--- DATA PROVIDED Enclosed Below ---
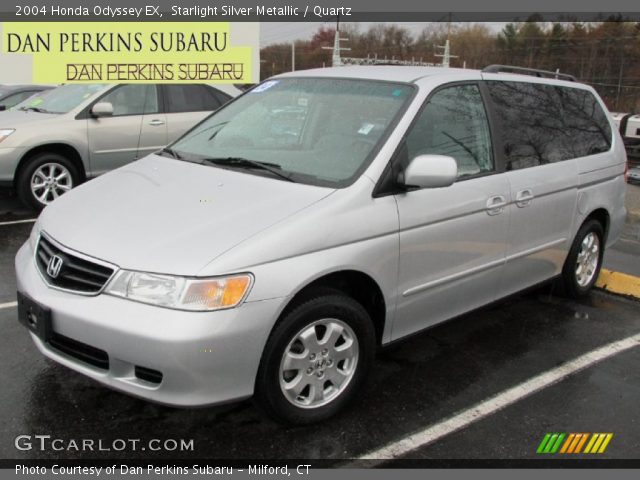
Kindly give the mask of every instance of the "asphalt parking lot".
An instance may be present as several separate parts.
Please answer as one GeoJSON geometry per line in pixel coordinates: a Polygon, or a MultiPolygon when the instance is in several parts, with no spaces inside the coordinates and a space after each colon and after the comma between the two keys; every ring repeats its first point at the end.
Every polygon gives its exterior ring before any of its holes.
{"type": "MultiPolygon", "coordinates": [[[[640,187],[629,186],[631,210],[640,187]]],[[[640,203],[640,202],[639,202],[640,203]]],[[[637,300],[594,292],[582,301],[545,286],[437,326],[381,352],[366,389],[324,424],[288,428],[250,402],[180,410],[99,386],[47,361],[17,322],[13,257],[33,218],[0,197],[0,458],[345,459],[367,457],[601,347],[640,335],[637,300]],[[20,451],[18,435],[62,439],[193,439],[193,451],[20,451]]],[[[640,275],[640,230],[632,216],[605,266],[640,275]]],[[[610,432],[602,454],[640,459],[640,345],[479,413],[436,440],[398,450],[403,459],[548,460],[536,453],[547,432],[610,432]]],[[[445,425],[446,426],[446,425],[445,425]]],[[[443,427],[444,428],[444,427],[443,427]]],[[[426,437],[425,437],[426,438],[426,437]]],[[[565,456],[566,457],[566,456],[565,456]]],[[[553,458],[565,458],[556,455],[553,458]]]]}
--- End of Enclosed DATA PROVIDED ---
--- DATA PROVIDED Enclosed Below ---
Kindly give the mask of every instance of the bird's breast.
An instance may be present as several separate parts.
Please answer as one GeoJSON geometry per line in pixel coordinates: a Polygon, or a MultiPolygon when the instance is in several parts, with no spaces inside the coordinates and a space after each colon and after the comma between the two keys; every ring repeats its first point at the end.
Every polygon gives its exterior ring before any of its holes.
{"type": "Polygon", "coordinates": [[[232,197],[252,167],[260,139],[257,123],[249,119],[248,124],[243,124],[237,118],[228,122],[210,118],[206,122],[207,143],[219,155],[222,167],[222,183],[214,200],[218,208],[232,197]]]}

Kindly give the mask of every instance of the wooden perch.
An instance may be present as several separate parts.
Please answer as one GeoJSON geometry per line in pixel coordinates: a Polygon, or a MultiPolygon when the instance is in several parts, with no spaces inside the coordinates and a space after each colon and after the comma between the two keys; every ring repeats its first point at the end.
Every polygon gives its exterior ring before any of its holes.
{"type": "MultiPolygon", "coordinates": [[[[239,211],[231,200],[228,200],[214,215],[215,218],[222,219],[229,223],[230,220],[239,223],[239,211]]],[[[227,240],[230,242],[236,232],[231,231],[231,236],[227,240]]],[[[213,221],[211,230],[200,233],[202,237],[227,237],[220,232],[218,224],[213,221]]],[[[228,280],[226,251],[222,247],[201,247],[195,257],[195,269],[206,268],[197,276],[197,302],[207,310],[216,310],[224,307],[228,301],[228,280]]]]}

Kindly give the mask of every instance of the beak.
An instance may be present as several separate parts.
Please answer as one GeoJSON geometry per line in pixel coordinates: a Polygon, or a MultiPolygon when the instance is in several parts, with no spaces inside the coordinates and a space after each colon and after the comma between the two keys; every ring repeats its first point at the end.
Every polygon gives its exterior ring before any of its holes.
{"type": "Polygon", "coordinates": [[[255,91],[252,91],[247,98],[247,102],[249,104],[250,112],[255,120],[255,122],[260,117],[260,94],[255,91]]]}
--- End of Enclosed DATA PROVIDED ---
→ **YOUR TASK**: The answer must consist of every line in the records above that contains the word "Kindly".

→ **EXERCISE RESULT**:
Kindly give the mask of every instance of the "asphalt parking lot".
Kindly give the mask of every instance of the bird's breast.
Kindly give the mask of every instance of the wooden perch.
Kindly give the mask of every instance of the beak.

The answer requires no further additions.